## [Objetivo del ejercicio]
Recopila todas las líneas de los registros que contengan la palabra "white" y cópialas. Ten en cuenta las mayúsculas y minúsculas.

Registros de un conjunto de datos:
^^^^
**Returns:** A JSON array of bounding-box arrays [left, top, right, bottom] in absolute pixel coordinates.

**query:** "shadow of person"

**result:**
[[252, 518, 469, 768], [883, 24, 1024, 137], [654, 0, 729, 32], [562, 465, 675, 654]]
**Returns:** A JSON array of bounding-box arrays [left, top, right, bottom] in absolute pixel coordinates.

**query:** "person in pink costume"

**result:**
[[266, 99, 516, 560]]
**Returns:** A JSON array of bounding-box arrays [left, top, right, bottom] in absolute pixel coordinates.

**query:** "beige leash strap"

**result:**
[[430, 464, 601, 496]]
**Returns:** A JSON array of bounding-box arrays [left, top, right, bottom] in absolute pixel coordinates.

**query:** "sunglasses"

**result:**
^^^^
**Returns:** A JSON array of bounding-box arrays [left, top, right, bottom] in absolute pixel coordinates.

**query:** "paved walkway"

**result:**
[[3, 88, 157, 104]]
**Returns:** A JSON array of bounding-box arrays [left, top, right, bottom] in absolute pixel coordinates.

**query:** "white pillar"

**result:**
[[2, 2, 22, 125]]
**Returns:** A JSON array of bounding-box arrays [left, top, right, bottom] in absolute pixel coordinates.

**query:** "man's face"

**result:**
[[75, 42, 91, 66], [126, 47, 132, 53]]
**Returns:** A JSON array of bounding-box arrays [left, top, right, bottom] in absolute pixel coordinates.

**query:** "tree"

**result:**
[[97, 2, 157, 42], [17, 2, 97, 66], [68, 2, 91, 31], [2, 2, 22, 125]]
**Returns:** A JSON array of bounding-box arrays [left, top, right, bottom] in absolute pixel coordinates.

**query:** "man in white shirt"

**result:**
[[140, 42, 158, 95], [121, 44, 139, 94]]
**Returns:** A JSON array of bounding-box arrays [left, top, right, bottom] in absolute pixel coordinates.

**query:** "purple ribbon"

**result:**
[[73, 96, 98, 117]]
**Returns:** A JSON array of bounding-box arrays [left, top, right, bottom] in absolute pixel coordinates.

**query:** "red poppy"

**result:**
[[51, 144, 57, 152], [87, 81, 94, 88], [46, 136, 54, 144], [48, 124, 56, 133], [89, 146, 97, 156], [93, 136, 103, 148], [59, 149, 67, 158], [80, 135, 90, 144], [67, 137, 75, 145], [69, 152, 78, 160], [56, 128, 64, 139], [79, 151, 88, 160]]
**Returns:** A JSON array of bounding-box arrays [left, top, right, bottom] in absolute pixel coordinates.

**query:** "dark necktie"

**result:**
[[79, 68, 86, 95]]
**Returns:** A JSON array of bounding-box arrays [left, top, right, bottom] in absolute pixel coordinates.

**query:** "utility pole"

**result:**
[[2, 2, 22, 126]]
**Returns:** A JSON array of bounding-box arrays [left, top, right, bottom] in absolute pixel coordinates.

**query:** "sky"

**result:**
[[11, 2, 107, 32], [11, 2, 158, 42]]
^^^^
## [Respuesta al ejercicio]
**query:** "white pillar"
**query:** "man in white shirt"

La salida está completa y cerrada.